Texto dado:
• • • • •

Esta sensación de la maldad como algo inexpugnable es lograda por Rugna a través de esa extraña cualidad de meterse con lo sagrado. En general, en las películas de horror hay algunos terrenos delimitados, unos que, si bien se pueden cruzar, involucran una especie de paso del Rubicón donde la película se convierte en otra cosa, donde todo empieza a medirse a partir de ese momento y ese detalle. En los casos de Aterrados y Cuando acecha la maldad, eso se da en la violencia hacia niños.
En Aterrados la muerte y posterior aparición del cuerpo desenterrado de un niño en la mesa de la cocina de su casa (no hay nada más Mariana Enriquez que esto) no vienen necesariamente ligadas a un camino a la restauración de un orden. En Cuando acecha la maldad, por su lado, en determinado momento un perro ataca a una niña y se la lleva del cogote como si fuese una comadreja que cazó así como así. La imagen es impactante, terrible, pero uno casi que puede sentir la mueca de sonrisa del director que con ese gesto es como si diera un tirón del mantel con toda la vajilla aún sobre la mesa (sólo que lo hace de una manera tan expeditiva, tan firme y seca, que la tela se desliza debajo de la cristalería y todo, tras una leve reverberación, permanece en el mismo lugar).

• • • • •

Entradas para identificar lugares:
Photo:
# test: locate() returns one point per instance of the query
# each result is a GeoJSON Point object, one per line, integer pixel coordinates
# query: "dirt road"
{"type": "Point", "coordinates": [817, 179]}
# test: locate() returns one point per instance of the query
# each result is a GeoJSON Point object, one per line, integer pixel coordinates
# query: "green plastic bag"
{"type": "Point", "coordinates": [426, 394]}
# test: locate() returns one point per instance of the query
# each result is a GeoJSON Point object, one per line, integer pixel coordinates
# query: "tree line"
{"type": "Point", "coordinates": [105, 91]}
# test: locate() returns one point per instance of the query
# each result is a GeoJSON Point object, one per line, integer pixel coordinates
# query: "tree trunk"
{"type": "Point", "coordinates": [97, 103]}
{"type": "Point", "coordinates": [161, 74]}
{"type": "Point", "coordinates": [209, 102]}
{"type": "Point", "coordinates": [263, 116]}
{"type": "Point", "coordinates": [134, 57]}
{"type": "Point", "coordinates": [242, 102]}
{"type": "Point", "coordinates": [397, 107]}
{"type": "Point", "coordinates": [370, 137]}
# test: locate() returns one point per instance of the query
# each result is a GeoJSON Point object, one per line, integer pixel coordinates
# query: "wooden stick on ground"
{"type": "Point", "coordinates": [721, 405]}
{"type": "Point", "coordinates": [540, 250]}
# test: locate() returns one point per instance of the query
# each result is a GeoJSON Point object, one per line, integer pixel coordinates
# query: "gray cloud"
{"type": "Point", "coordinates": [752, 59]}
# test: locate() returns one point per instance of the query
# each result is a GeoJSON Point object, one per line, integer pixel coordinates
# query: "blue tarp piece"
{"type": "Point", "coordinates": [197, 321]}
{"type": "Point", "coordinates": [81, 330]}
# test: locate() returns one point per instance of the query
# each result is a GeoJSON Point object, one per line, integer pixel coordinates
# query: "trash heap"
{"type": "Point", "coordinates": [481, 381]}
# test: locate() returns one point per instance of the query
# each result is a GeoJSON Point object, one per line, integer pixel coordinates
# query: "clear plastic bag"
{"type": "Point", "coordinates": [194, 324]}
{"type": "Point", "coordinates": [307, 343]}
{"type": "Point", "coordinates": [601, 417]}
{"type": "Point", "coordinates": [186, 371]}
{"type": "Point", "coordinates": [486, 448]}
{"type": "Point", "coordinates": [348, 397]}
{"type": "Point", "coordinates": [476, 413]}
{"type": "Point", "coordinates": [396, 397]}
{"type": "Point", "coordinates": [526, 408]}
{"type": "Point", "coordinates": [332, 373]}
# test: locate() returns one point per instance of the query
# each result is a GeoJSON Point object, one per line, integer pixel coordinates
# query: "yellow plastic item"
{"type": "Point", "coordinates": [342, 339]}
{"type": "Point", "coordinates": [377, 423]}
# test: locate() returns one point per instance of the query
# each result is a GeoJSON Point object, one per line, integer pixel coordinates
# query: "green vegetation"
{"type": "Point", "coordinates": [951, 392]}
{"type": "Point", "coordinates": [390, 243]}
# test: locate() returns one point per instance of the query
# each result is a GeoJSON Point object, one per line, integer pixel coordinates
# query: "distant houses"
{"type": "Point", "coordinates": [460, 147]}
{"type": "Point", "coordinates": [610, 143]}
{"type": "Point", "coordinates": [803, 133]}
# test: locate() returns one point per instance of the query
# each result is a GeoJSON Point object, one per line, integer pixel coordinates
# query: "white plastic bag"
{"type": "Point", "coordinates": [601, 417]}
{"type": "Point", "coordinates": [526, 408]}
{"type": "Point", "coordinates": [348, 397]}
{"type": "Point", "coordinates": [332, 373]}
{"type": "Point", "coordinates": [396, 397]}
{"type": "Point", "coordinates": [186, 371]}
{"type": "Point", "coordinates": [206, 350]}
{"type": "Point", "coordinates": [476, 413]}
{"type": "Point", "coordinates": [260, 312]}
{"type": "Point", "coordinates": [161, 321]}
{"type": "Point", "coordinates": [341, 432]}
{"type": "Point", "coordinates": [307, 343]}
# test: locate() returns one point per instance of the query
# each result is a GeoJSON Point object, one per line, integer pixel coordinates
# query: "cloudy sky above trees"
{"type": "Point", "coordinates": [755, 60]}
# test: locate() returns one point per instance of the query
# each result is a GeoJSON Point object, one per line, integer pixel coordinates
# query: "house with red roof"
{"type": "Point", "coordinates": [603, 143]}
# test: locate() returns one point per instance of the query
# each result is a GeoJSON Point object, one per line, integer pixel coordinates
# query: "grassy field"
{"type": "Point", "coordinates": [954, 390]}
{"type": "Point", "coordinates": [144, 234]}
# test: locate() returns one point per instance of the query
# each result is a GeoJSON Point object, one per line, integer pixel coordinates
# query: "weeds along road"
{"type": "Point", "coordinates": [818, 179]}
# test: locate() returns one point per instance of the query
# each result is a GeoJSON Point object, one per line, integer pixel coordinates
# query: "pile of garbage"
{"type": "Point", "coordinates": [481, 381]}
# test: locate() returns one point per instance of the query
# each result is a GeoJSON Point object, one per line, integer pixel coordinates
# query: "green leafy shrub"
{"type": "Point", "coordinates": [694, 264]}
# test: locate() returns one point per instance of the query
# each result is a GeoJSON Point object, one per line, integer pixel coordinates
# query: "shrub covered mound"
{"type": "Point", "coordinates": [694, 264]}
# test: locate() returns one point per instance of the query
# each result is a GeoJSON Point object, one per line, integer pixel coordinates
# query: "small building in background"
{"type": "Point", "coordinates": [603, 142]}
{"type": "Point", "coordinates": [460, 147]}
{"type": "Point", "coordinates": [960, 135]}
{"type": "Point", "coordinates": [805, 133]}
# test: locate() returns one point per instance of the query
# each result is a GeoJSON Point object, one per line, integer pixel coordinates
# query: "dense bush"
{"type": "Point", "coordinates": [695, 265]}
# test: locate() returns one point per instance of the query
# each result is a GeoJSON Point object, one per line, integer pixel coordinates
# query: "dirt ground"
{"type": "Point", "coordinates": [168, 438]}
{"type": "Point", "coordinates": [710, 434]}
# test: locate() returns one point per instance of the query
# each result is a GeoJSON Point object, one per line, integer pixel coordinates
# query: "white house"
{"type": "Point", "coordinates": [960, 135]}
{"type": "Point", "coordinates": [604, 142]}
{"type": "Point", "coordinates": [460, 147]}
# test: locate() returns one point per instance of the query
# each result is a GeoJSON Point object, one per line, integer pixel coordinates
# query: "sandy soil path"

• • • • •

Ejercicio corto A: Copia del texto sobre las películas de Rugna el fragmento que empieza con las palabras que contienen "Esta sensación de" y termina con "violencia hacia niños.".
Ejercicio corto B: Según el texto sobre las películas de Rugna, ¿son ciertas estas afirmaciones? Responde sí o no a cada una y cita las palabras del texto que lo deciden. (i) En Cuando acecha la maldad, un perro ataca a una niña. (ii) En Aterrados, el cuerpo del niño aparece en el jardín de su casa. (iii) En Aterrados y en Cuando acecha la maldad, ese límite se cruza con la violencia hacia niños.
Ejercicio corto C: Sigue escribiendo el texto sobre las películas de Rugna desde donde se detiene.

Respuesta A:
Esta sensación de la maldad como algo inexpugnable es lograda por Rugna a través de esa extraña cualidad de meterse con lo sagrado. En general, en las películas de horror hay algunos terrenos delimitados, unos que, si bien se pueden cruzar, involucran una especie de paso del Rubicón donde la película se convierte en otra cosa, donde todo empieza a medirse a partir de ese momento y ese detalle. En los casos de Aterrados y Cuando acecha la maldad, eso se da en la violencia hacia niños.

Respuesta B:
(i) Sí: «en determinado momento un perro ataca a una niña y se la lleva del cogote».
(ii) No: «aparición del cuerpo desenterrado de un niño en la mesa de la cocina de su casa».
(iii) Sí: «En los casos de Aterrados y Cuando acecha la maldad, eso se da en la violencia hacia niños.»

Respuesta C:
Cuando acecha la maldad es menos profesional en lo estético que Muere, monstruo, muere (Alejandro Fadel, 2018) y menos interesante en lo conceptual que la brillante Historia de lo oculto (Cristian Ponce, 2020). Sin embargo, tiene más maldad que muchas otras que la superan en regularidad narrativa y destreza técnica. Tal como la poesía tiene la obligación inherente de “hacer que la piedra sea pétrea” (en la mucho más linda traducción al inglés, el formalista ruso Viktor Shklovsky dice “make the stone stony”), Rugna, con dos películas excesivas e irregulares, ha logrado hacer a la maldad aún más mala.
Cuando acecha la maldad, dirigida por Demián Rugna. 99 minutos. En salas de cine.